Identify each line of the records below that contains the word "Target", and copy every such line. A match must have the same capitalization.

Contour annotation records

^^^^

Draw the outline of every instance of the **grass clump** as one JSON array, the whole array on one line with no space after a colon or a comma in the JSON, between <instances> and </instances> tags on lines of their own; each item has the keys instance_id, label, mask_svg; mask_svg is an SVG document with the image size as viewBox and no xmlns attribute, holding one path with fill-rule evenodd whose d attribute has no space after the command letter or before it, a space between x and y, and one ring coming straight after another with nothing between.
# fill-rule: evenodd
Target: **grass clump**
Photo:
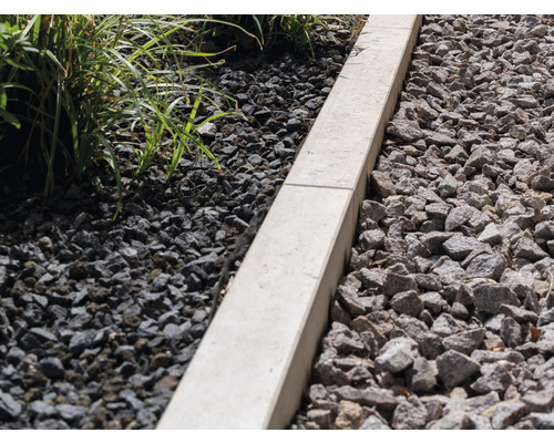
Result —
<instances>
[{"instance_id":1,"label":"grass clump","mask_svg":"<svg viewBox=\"0 0 554 443\"><path fill-rule=\"evenodd\" d=\"M203 21L0 16L0 174L40 178L49 196L54 182L80 181L92 161L104 158L121 186L117 143L134 147L138 173L161 154L171 178L193 150L217 163L197 130L229 112L214 100L224 94L194 73L217 54L175 39L196 34ZM184 68L184 56L199 63ZM202 102L217 112L198 121Z\"/></svg>"}]
</instances>

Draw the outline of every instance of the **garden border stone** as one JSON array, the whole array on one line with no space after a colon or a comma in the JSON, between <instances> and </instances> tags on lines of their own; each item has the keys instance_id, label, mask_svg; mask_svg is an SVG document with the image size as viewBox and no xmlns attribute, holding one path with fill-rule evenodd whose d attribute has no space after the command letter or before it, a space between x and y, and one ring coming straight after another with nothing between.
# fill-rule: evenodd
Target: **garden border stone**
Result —
<instances>
[{"instance_id":1,"label":"garden border stone","mask_svg":"<svg viewBox=\"0 0 554 443\"><path fill-rule=\"evenodd\" d=\"M370 16L157 429L284 429L421 27Z\"/></svg>"}]
</instances>

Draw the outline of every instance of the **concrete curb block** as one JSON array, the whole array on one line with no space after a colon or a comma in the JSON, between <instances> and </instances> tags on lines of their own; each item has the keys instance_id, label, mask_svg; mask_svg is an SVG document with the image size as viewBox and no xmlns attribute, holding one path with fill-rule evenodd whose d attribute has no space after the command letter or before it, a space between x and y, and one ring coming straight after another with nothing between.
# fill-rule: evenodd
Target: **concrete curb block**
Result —
<instances>
[{"instance_id":1,"label":"concrete curb block","mask_svg":"<svg viewBox=\"0 0 554 443\"><path fill-rule=\"evenodd\" d=\"M157 429L289 424L420 25L369 18Z\"/></svg>"}]
</instances>

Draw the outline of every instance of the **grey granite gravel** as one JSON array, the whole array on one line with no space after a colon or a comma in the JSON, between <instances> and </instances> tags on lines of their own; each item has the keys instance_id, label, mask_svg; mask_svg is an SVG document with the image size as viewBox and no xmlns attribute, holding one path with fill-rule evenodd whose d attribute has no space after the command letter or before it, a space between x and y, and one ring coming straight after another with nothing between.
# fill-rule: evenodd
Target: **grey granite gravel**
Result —
<instances>
[{"instance_id":1,"label":"grey granite gravel","mask_svg":"<svg viewBox=\"0 0 554 443\"><path fill-rule=\"evenodd\" d=\"M552 16L424 17L291 429L554 429L553 112Z\"/></svg>"},{"instance_id":2,"label":"grey granite gravel","mask_svg":"<svg viewBox=\"0 0 554 443\"><path fill-rule=\"evenodd\" d=\"M204 69L242 111L203 126L220 171L185 152L171 182L162 155L137 176L134 150L117 146L115 219L105 162L44 206L42 192L0 174L0 429L156 426L219 279L240 266L356 40L336 22L318 34L315 58L227 52L224 65ZM201 120L225 105L212 99ZM362 313L355 301L352 315ZM362 352L365 340L338 331L332 343ZM366 377L351 369L346 381Z\"/></svg>"}]
</instances>

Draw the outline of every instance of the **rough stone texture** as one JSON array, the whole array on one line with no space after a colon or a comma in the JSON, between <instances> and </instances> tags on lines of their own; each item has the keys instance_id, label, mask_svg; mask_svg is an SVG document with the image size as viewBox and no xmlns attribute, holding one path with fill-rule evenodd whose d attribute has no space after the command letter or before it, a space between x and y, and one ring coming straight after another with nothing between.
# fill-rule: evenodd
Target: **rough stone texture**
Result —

^^^^

Task output =>
Target: **grass clump**
Target: **garden border stone**
Target: **concrete curb block**
Target: **grey granite gravel**
Target: **rough stone texture**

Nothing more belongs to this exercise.